>> Start INPUT MATERIAL

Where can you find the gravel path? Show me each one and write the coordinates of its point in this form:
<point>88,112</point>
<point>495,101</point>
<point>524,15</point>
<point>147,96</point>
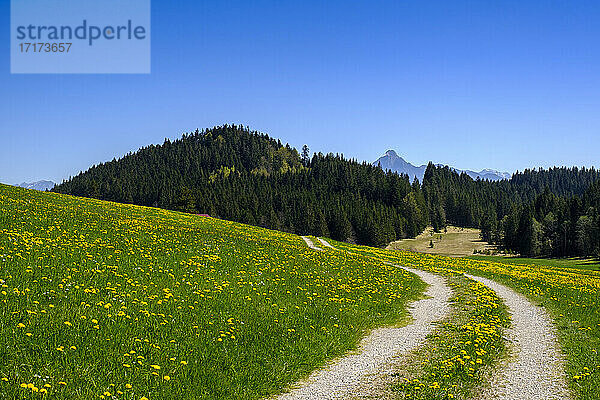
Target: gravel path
<point>310,244</point>
<point>376,352</point>
<point>536,369</point>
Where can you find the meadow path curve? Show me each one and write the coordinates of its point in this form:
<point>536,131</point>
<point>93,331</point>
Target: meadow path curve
<point>535,370</point>
<point>378,350</point>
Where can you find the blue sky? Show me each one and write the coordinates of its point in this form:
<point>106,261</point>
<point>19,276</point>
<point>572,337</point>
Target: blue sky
<point>504,85</point>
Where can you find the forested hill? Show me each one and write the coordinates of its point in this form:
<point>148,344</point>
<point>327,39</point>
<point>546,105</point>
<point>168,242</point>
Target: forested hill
<point>554,212</point>
<point>233,173</point>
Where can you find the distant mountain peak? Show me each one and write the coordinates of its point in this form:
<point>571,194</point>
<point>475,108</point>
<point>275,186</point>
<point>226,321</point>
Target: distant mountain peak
<point>392,161</point>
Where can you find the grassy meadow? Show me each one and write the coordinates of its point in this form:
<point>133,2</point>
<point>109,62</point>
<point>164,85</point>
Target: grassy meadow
<point>571,296</point>
<point>104,300</point>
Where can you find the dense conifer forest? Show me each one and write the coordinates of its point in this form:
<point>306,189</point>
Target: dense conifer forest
<point>241,175</point>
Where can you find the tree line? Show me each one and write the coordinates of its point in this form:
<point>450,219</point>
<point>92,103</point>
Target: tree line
<point>552,212</point>
<point>234,173</point>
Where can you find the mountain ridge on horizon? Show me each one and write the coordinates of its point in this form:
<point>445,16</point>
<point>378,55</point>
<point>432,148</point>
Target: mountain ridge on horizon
<point>390,160</point>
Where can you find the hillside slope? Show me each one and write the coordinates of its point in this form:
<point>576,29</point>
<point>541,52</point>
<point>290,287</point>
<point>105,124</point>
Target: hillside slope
<point>244,176</point>
<point>105,299</point>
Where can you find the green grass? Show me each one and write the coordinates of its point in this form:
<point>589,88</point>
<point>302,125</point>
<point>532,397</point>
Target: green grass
<point>102,300</point>
<point>458,356</point>
<point>571,296</point>
<point>578,263</point>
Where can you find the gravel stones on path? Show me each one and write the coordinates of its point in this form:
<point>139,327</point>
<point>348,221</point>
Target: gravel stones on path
<point>377,351</point>
<point>535,370</point>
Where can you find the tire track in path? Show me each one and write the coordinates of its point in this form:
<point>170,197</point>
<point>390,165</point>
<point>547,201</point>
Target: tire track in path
<point>344,376</point>
<point>535,370</point>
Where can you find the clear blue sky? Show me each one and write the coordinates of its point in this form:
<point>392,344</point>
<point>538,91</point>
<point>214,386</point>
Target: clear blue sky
<point>504,85</point>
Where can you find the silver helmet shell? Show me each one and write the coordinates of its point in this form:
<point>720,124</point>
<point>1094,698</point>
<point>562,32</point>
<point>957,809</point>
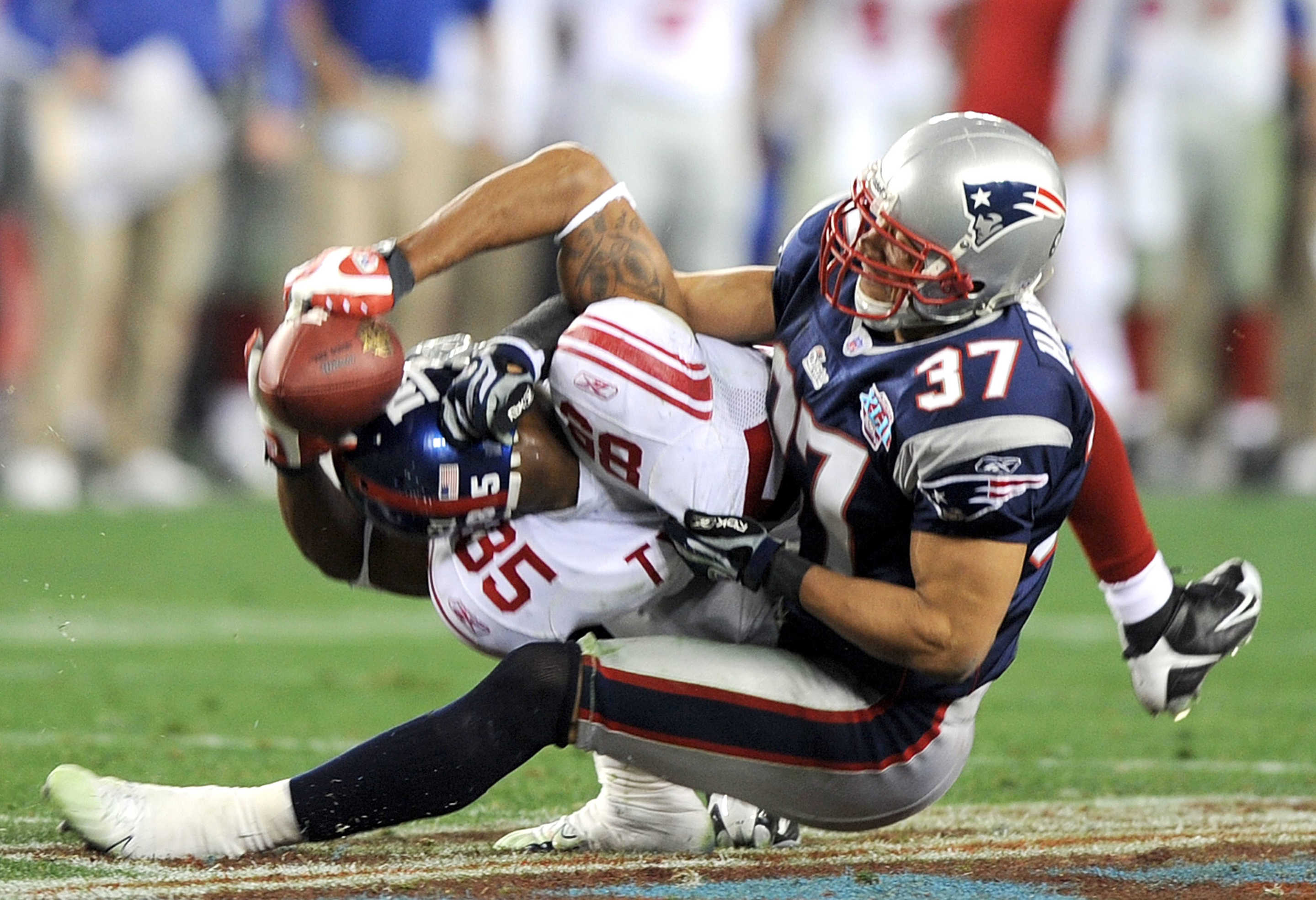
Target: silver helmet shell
<point>975,207</point>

>> End INPUT MATERIAL

● **GIVEN INSTRUCTION**: Reproduce all of the material above with every "Target" changed to "Label" and nothing else altered, leaving out the pictures.

● **ANSWER TO THIS TASK**:
Where can you find the gravel path? Show me each one and write the coordinates of its point in this form:
<point>88,112</point>
<point>495,101</point>
<point>524,15</point>
<point>147,96</point>
Label: gravel path
<point>310,244</point>
<point>376,352</point>
<point>536,369</point>
Where can you find the meadow path curve? Show me each one and write the coordinates of its point in this form:
<point>536,131</point>
<point>93,331</point>
Label: meadow path curve
<point>535,370</point>
<point>378,350</point>
Where can you find the blue sky? Show me each one and write the coordinates of its point in this form:
<point>106,261</point>
<point>19,276</point>
<point>572,337</point>
Label: blue sky
<point>504,85</point>
Where can you find the forested hill? Show me each one and write the coordinates of its point in this form:
<point>148,344</point>
<point>327,39</point>
<point>546,105</point>
<point>168,242</point>
Label: forested hill
<point>554,212</point>
<point>233,173</point>
Where can you find the distant mountain peak? Show me each one and write the coordinates of its point in this form:
<point>571,194</point>
<point>475,108</point>
<point>275,186</point>
<point>226,321</point>
Label: distant mountain peak
<point>392,161</point>
Where can you find the grassy meadow? Show me each one and write the coordinates of its point in this form:
<point>133,2</point>
<point>109,62</point>
<point>164,85</point>
Label: grassy meadow
<point>571,296</point>
<point>104,300</point>
Where can you find the dense conifer forest? Show me each one and write the coordinates of its point in this form:
<point>306,189</point>
Label: dense conifer forest
<point>241,175</point>
Where can you find the tree line? Show me each one and write the coordinates of its point in this form:
<point>450,219</point>
<point>92,103</point>
Label: tree line
<point>552,212</point>
<point>234,173</point>
Where can you find the mountain ridge on horizon? Show me each one and write the coordinates of its point in this form:
<point>445,16</point>
<point>378,55</point>
<point>432,148</point>
Label: mountain ridge on horizon
<point>390,160</point>
Where can you find the hillside slope? Show me each one and write the coordinates of its point in this form:
<point>576,29</point>
<point>541,52</point>
<point>290,287</point>
<point>105,124</point>
Label: hillside slope
<point>244,176</point>
<point>105,299</point>
Where can you find the green grass? Show me each one and write the coordinates of its point in this form:
<point>589,88</point>
<point>302,125</point>
<point>532,397</point>
Label: green grass
<point>102,300</point>
<point>458,356</point>
<point>571,296</point>
<point>578,263</point>
Where can you find the gravel stones on path? Show me each one and write the coordinates of its point in this form:
<point>139,327</point>
<point>348,221</point>
Label: gravel stones on path
<point>377,351</point>
<point>535,370</point>
Where can you find the tire track in path? Show me each one and write the coordinates of its point in this form:
<point>170,197</point>
<point>390,165</point>
<point>547,201</point>
Label: tire track in path
<point>344,376</point>
<point>535,370</point>
Where can you find the clear blue sky? Show me each one and write the coordinates of its point in this form:
<point>392,344</point>
<point>538,91</point>
<point>214,386</point>
Label: clear blue sky
<point>504,85</point>
Where can you find the silver helmet shell? Show me each one and write the coordinates of its point in this form:
<point>720,124</point>
<point>1094,698</point>
<point>562,32</point>
<point>957,809</point>
Label: silver helmet shell
<point>975,207</point>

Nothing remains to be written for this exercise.